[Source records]
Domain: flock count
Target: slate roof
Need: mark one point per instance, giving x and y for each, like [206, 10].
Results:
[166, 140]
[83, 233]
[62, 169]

_Stated task_: Can you rewrite the rows with "slate roof" swapped for "tiled roof" and nothing else changed?

_The answer_:
Domain: flock count
Target: tiled roof
Need: mark one point per instance, giving x and y for each, like [206, 10].
Results:
[166, 140]
[83, 233]
[62, 169]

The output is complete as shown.